| What to produce |
Return the lines beginning at the one that contains "Target: sea otter" and running to the end of the records, exactly and with nothing else. Omit pictures.

| Supplied records |
**********

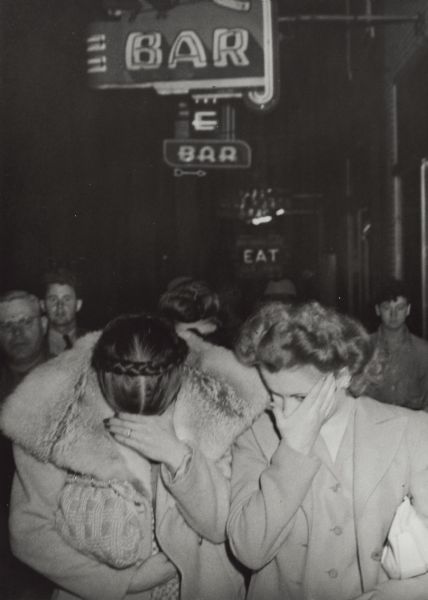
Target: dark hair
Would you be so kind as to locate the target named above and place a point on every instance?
(391, 290)
(281, 336)
(63, 276)
(189, 301)
(138, 361)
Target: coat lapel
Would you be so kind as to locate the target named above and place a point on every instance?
(378, 434)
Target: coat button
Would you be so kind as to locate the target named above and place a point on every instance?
(376, 555)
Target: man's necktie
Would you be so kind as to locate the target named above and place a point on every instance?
(67, 341)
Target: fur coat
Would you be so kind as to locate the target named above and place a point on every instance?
(55, 418)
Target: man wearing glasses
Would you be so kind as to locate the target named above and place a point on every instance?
(22, 347)
(22, 338)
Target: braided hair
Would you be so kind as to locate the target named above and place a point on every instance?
(138, 360)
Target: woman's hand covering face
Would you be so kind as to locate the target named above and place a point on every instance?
(153, 437)
(300, 424)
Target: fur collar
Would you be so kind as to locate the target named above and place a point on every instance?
(56, 414)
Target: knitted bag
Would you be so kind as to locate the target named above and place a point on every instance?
(108, 520)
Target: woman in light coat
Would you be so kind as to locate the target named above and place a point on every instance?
(317, 480)
(132, 507)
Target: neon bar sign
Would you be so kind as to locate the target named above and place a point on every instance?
(220, 47)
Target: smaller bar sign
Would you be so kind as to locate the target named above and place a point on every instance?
(207, 154)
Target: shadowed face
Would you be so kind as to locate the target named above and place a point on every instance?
(292, 385)
(21, 330)
(393, 313)
(61, 305)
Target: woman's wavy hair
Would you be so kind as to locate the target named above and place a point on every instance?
(189, 301)
(138, 360)
(280, 336)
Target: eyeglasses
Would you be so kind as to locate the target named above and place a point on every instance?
(11, 326)
(272, 393)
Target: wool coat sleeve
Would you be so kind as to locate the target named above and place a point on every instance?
(266, 495)
(202, 493)
(35, 541)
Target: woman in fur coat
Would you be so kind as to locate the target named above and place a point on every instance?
(122, 483)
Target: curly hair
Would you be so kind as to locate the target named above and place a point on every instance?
(138, 360)
(281, 336)
(189, 301)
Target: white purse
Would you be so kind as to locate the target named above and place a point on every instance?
(405, 553)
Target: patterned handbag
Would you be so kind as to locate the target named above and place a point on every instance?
(108, 520)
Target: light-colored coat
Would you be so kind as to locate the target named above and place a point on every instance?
(55, 420)
(270, 481)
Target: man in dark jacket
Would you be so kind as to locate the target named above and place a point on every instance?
(403, 356)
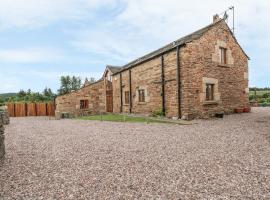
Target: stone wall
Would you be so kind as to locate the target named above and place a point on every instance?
(201, 65)
(147, 76)
(4, 116)
(199, 61)
(95, 94)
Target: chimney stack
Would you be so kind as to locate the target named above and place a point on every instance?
(216, 18)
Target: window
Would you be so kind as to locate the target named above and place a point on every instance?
(141, 96)
(223, 55)
(127, 97)
(84, 104)
(210, 92)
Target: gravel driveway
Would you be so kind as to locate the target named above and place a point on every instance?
(70, 159)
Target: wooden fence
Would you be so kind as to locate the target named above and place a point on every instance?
(31, 109)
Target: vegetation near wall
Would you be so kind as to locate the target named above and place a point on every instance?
(28, 96)
(260, 95)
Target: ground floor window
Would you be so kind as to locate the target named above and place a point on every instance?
(126, 97)
(84, 104)
(141, 95)
(210, 92)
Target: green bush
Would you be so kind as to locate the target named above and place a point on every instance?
(157, 113)
(264, 104)
(262, 100)
(266, 95)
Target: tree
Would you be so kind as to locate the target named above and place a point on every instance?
(92, 80)
(21, 94)
(68, 84)
(75, 83)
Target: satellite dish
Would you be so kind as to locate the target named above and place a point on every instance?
(225, 16)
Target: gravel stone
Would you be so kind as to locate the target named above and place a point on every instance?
(71, 159)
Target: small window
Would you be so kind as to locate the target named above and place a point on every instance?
(210, 92)
(141, 96)
(84, 104)
(223, 55)
(127, 97)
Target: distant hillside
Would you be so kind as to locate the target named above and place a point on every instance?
(4, 95)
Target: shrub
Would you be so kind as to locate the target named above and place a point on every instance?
(264, 104)
(157, 113)
(262, 100)
(266, 95)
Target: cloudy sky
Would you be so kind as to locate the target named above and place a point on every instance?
(40, 40)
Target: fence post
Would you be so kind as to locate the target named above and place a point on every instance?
(36, 108)
(14, 109)
(46, 107)
(26, 109)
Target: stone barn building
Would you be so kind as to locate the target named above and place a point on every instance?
(196, 76)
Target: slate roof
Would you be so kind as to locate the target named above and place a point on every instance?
(182, 41)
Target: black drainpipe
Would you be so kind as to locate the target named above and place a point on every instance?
(163, 86)
(121, 94)
(130, 93)
(179, 83)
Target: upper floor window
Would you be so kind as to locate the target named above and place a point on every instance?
(127, 97)
(84, 104)
(210, 92)
(141, 95)
(223, 55)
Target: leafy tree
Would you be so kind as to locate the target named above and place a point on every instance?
(92, 80)
(21, 94)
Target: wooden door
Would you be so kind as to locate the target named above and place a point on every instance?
(109, 101)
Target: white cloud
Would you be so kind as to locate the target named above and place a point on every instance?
(36, 13)
(30, 55)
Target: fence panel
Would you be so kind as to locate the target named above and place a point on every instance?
(20, 110)
(41, 109)
(31, 109)
(50, 109)
(11, 109)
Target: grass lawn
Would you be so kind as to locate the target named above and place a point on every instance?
(259, 92)
(125, 118)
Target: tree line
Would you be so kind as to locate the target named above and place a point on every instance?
(67, 85)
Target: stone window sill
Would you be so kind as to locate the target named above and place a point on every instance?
(141, 103)
(223, 65)
(210, 103)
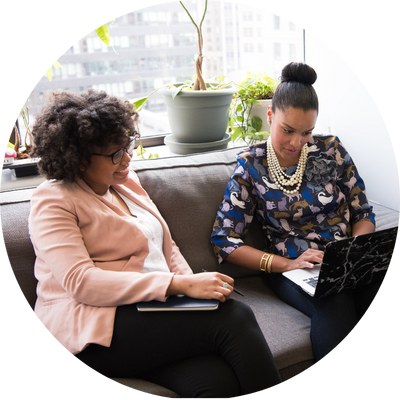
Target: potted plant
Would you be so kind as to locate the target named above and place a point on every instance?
(248, 111)
(198, 111)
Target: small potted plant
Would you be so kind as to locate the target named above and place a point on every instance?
(248, 111)
(198, 111)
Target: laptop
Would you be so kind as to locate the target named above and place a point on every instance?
(350, 263)
(179, 303)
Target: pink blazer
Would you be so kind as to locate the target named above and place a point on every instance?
(89, 258)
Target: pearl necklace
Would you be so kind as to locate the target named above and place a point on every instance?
(281, 178)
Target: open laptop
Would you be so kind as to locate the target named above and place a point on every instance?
(350, 263)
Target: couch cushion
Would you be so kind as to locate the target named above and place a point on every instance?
(17, 247)
(188, 191)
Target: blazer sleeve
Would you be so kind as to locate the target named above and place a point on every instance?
(61, 253)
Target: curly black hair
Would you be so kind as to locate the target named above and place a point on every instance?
(72, 125)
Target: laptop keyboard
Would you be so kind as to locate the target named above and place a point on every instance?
(312, 281)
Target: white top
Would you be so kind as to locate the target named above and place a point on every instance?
(152, 229)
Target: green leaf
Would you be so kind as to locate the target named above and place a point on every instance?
(177, 90)
(140, 103)
(256, 123)
(103, 32)
(239, 108)
(140, 150)
(237, 132)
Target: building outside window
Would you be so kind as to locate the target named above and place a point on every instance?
(156, 44)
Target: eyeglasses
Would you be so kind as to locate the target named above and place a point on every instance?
(119, 154)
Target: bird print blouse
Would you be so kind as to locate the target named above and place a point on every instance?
(330, 200)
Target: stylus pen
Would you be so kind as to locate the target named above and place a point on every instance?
(235, 290)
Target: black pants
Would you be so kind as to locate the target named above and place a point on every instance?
(198, 354)
(334, 318)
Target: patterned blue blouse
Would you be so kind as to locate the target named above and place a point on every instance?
(330, 200)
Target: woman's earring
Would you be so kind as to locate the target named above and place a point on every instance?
(269, 114)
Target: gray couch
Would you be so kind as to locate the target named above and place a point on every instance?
(187, 190)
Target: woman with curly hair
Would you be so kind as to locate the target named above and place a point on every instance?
(102, 246)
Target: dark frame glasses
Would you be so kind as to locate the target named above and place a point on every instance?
(117, 156)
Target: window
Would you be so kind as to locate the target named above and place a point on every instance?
(155, 44)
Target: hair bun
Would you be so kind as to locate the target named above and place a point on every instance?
(298, 72)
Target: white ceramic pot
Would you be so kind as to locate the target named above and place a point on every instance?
(198, 116)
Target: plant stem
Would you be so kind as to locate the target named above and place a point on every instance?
(199, 83)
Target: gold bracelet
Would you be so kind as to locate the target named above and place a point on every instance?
(265, 258)
(269, 266)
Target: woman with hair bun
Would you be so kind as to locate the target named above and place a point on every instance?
(306, 191)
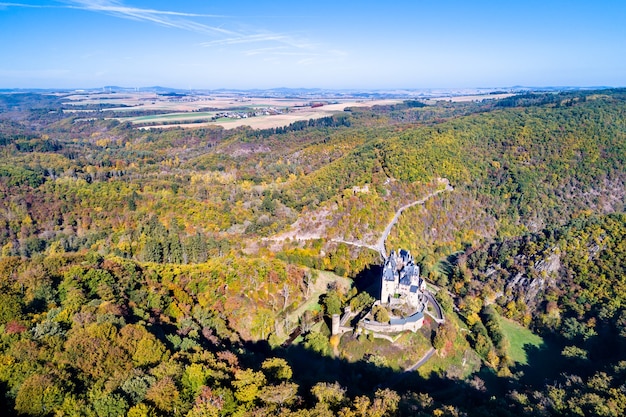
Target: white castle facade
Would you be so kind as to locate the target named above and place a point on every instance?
(401, 281)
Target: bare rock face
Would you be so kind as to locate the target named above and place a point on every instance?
(536, 279)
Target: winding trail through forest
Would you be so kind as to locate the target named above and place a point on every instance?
(380, 243)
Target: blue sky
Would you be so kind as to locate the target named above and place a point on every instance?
(325, 44)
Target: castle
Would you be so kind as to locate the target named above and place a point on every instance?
(401, 281)
(402, 289)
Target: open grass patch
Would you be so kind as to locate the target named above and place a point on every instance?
(520, 338)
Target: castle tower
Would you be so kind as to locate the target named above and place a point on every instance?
(335, 321)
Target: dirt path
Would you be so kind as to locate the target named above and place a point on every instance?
(380, 245)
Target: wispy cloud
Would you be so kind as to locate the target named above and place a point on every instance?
(30, 6)
(280, 44)
(179, 20)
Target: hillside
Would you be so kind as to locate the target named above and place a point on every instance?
(159, 272)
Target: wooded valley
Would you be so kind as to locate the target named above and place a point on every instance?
(161, 272)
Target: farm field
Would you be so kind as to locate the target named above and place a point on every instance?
(191, 111)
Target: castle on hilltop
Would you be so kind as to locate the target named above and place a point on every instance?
(401, 281)
(403, 295)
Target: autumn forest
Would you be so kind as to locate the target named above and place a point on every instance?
(193, 271)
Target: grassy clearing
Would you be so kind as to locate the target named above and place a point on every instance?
(519, 337)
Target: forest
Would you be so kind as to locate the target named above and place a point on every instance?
(193, 272)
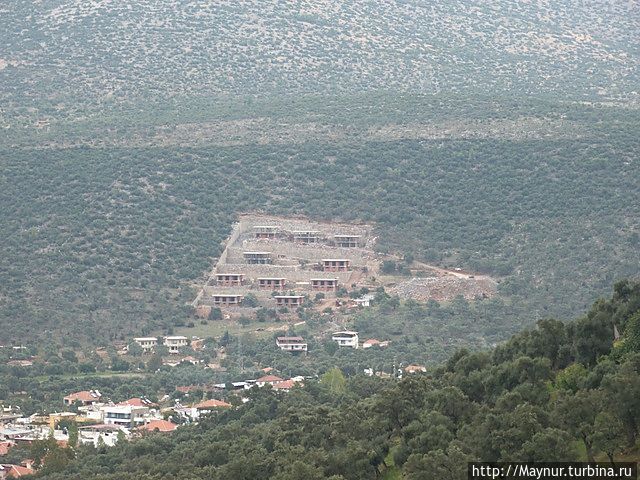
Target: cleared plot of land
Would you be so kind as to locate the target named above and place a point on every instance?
(269, 257)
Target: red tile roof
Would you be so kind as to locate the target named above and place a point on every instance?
(269, 379)
(159, 425)
(136, 402)
(284, 385)
(84, 396)
(207, 404)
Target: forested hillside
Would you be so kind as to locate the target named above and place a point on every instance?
(134, 133)
(558, 392)
(107, 241)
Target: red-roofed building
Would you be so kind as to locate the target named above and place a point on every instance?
(212, 404)
(163, 426)
(268, 379)
(85, 397)
(285, 385)
(372, 342)
(136, 402)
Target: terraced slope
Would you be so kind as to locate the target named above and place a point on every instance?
(112, 51)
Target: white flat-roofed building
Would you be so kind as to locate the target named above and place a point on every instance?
(146, 343)
(229, 279)
(347, 241)
(257, 258)
(306, 236)
(265, 231)
(92, 434)
(226, 299)
(175, 343)
(289, 300)
(336, 264)
(324, 284)
(291, 344)
(346, 339)
(272, 283)
(127, 416)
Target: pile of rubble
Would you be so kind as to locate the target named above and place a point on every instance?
(445, 288)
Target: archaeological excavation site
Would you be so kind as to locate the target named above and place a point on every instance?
(284, 263)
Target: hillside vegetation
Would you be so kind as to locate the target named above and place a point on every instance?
(497, 137)
(559, 392)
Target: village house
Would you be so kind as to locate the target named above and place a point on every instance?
(229, 279)
(272, 283)
(283, 386)
(347, 241)
(84, 397)
(324, 284)
(265, 231)
(92, 434)
(124, 415)
(365, 300)
(226, 299)
(175, 343)
(291, 344)
(257, 258)
(346, 339)
(306, 236)
(336, 264)
(372, 342)
(147, 343)
(268, 380)
(289, 300)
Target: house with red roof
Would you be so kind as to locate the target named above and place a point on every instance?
(137, 402)
(268, 379)
(211, 405)
(284, 385)
(85, 397)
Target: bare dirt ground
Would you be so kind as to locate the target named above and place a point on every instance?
(296, 262)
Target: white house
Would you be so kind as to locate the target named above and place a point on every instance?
(127, 416)
(92, 434)
(175, 343)
(291, 344)
(346, 339)
(147, 343)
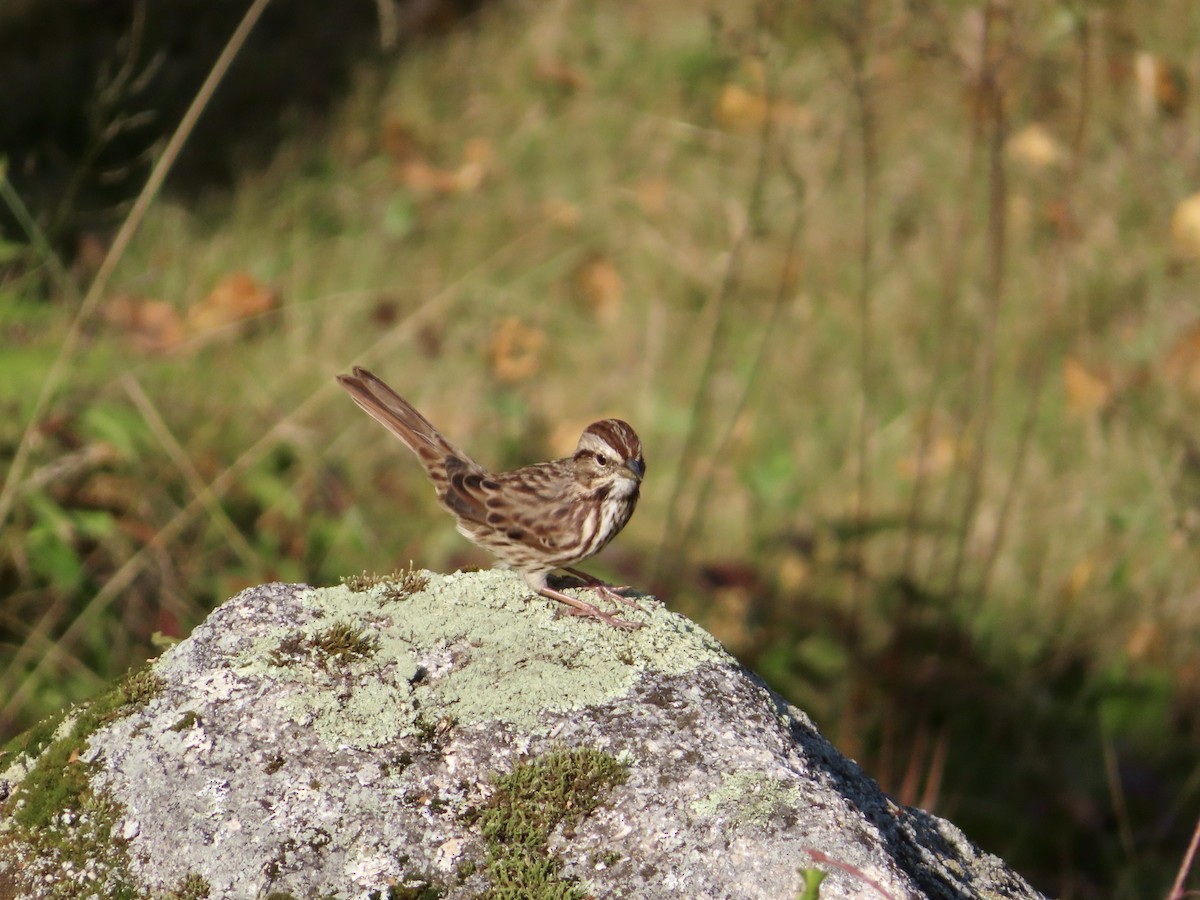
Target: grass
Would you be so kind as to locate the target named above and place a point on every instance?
(527, 805)
(916, 453)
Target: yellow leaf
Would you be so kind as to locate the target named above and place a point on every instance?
(237, 298)
(1186, 228)
(1087, 393)
(1182, 364)
(1037, 148)
(516, 351)
(741, 109)
(151, 325)
(601, 288)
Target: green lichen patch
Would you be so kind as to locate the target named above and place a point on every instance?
(396, 586)
(477, 647)
(749, 798)
(421, 891)
(341, 643)
(527, 805)
(58, 822)
(191, 887)
(186, 721)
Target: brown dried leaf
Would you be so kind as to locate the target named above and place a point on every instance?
(1186, 228)
(1087, 393)
(557, 73)
(652, 195)
(1035, 147)
(516, 351)
(151, 325)
(741, 109)
(237, 298)
(424, 178)
(1182, 363)
(1162, 88)
(601, 288)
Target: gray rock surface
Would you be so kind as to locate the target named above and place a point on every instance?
(335, 743)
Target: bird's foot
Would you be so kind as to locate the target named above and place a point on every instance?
(581, 607)
(609, 592)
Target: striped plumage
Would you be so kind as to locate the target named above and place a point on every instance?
(537, 519)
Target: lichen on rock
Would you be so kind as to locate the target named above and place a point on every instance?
(451, 736)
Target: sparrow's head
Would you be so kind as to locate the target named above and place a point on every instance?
(611, 453)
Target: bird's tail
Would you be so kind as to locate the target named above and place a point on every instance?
(396, 414)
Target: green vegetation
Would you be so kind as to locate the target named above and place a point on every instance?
(343, 642)
(527, 805)
(397, 586)
(58, 819)
(889, 292)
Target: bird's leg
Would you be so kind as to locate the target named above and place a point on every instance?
(607, 592)
(581, 607)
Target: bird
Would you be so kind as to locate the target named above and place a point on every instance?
(535, 519)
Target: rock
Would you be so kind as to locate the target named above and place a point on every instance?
(455, 737)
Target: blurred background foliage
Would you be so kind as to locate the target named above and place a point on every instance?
(901, 298)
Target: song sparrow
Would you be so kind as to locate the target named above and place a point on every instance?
(535, 519)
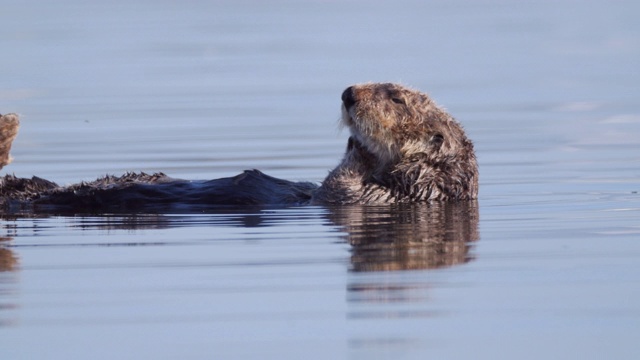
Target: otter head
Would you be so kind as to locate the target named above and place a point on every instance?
(394, 122)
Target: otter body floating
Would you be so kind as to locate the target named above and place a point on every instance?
(403, 148)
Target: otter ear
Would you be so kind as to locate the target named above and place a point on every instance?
(436, 140)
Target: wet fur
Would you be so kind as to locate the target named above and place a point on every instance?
(403, 148)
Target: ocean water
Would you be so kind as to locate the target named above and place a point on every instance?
(546, 264)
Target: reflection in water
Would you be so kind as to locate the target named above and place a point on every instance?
(409, 237)
(382, 238)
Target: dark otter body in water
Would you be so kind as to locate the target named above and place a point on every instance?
(402, 149)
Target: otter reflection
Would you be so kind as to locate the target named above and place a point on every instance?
(382, 238)
(408, 237)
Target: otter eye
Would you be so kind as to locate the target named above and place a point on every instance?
(437, 139)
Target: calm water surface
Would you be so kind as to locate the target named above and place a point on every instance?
(545, 265)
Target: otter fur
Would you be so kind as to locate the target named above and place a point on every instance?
(403, 148)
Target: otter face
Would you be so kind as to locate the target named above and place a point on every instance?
(394, 122)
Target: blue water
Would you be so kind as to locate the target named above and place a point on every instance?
(546, 266)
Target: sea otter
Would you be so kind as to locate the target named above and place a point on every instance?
(403, 148)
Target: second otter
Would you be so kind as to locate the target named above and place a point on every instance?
(403, 148)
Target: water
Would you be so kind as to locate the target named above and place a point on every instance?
(545, 266)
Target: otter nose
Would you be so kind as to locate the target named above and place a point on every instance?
(348, 97)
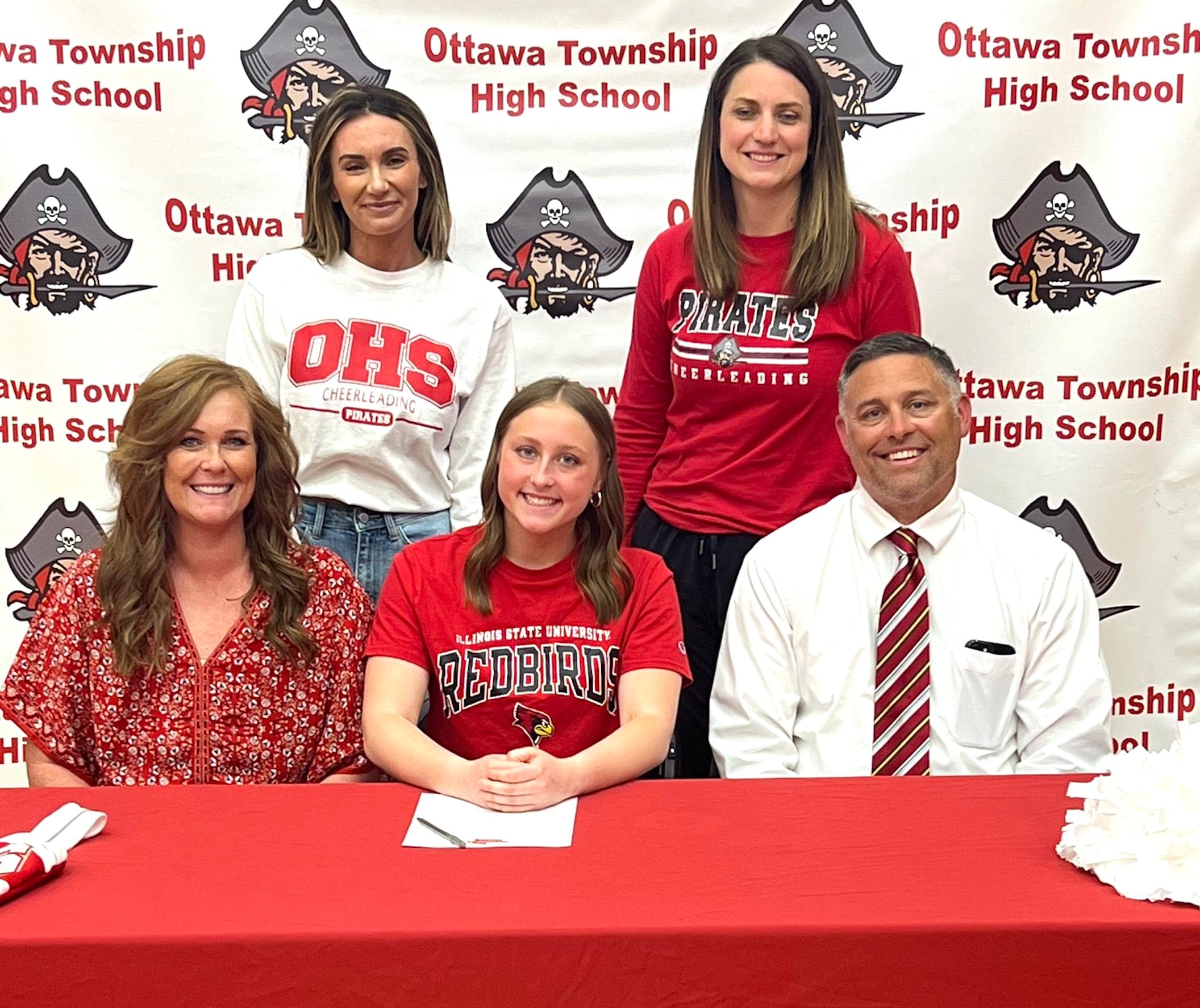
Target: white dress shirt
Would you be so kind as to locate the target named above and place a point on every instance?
(795, 681)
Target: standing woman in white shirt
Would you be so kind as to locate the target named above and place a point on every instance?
(390, 363)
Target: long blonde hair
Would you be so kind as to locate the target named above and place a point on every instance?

**********

| Exercise answer |
Target: sea otter
Would you be so kind as to locate the target named above and place a point on every instance?
(403, 148)
Target: second otter
Would you be so kind as to locate the target named above and place a point on every instance?
(403, 148)
Target: water
Would you be so kind as to locate the target named above and place a point on every instance?
(545, 266)
Target: otter nose
Would you be so kind as to locate the target named above and place a point on every instance?
(348, 97)
Target: white dress shirt
Would you be so kind as to locate the target named above and place a point on every instance?
(795, 681)
Target: standing woman in white shirt
Would you be so kind as to locate the target named above and place a point on every instance?
(390, 363)
Target: long blonde hair
Would you be so kind as to locate the target named above and place a point on every instance?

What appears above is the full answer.